Objective: In the power system claims below, what two substances does the fuel gas from the gasifier reactor contain?

Given passage:
_ _ _ _ _

1. A system for production of electrical power comprising:
a) a gasifier reactor for conversion of coal to a hot high pressure fuel gas wherein the fuel gas contains carbon monoxide and hydrogen;
b) a flow chamber to mix the fuel gas with an oxygen-containing gas to produce a combusted fuel rich product gas;
c) a turbine engine connected to the flow chamber;
d) a turbine exhaust duct to feed exhaust gas to a reheat combustor; and
e) a heat recovery boiler connected to the reheat combustor to provide steam to a steam turbine system.
2. The system of claim 1 having an air separation plant to provide high purity oxygen to the gasifier.
3. The system of claim 1 further comprising a first flow duct for passing a partially expanded product gas from the turbine engine and mixing the partially expanded product gas with an oxygen-containing gas prior to passage to a second turbine engine to produce a turbine exhaust.
4. The system of claim 1 wherein the steam turbine system is a supercritical plant.
5. The system of claim 1 wherein the turbine exhaust duct feeds a sulfur recovery system prior to the reheat combustor.
6. The system of claim 1 having a hot gas filter to remove particulates in the gas exiting the gasifier.

_ _ _ _ _

Entries:
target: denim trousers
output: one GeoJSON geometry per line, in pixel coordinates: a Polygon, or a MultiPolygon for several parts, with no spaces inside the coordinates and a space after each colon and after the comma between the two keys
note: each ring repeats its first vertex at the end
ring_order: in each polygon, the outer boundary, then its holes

_ _ _ _ _

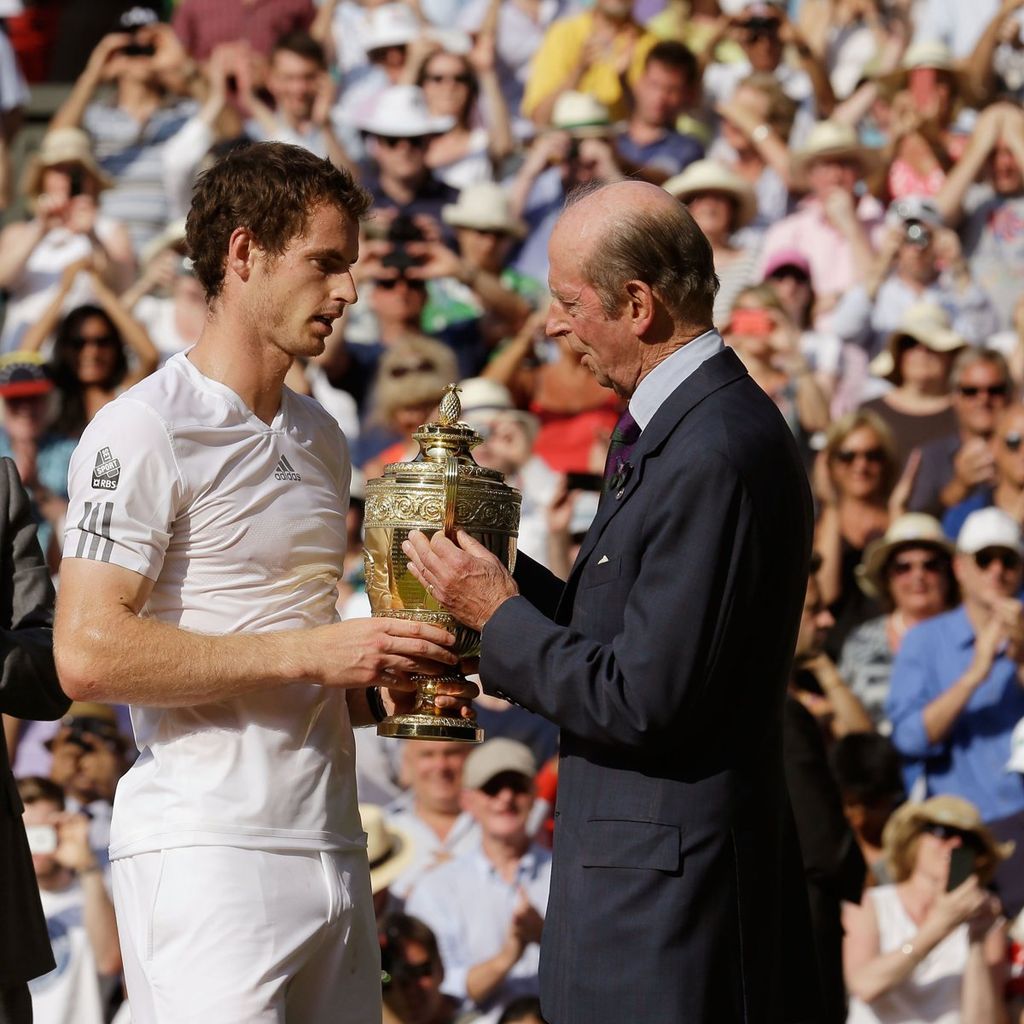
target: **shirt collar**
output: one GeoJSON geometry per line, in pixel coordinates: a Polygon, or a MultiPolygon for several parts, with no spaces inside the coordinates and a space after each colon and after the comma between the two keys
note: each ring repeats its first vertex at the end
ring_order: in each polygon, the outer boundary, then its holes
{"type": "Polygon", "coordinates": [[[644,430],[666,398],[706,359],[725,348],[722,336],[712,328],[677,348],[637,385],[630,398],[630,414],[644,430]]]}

_ _ _ _ _

Worked answer: Carbon monoxide and hydrogen.